> _Problem to work on_: An exact, complete copy of the entries below is required, minus any pictures.

> _Information given_:
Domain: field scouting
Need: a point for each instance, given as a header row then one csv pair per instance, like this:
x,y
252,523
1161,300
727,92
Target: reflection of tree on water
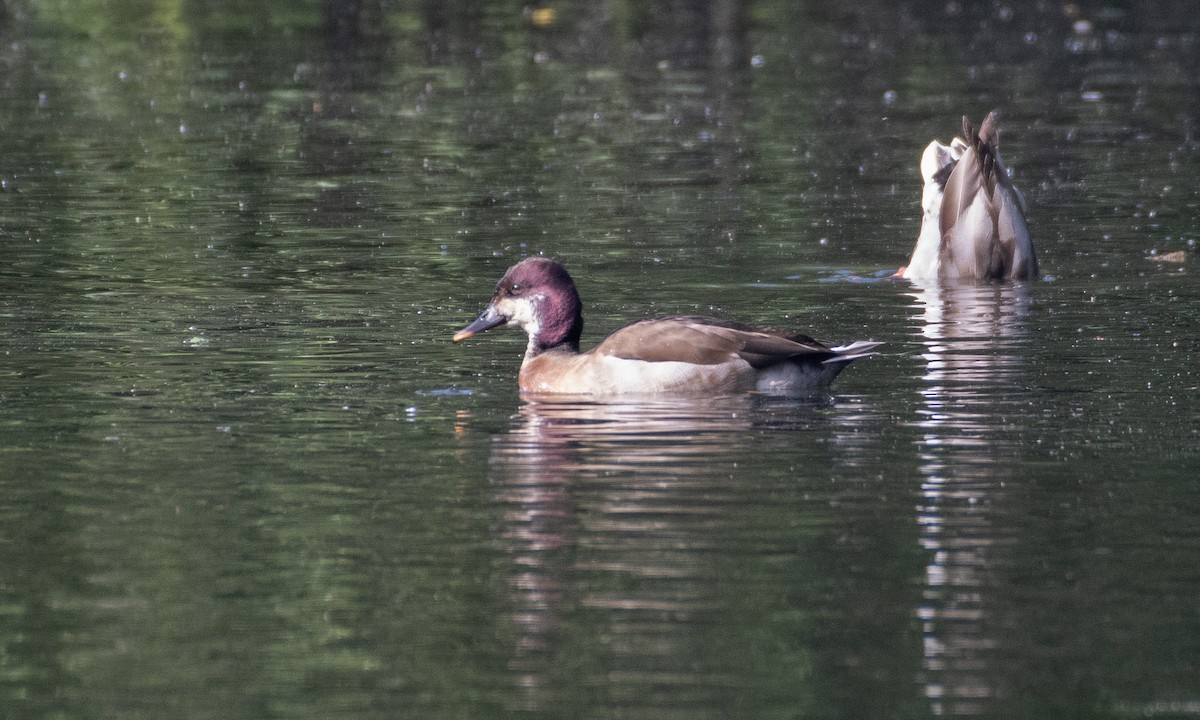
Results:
x,y
651,559
972,340
599,508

> _Completed exercise_:
Domain: field scouting
Need: a point for each instance, given as a header row then one csv pair per instance, like this:
x,y
252,523
1161,300
727,92
Target: reflection of tree on water
Results:
x,y
651,559
972,340
599,508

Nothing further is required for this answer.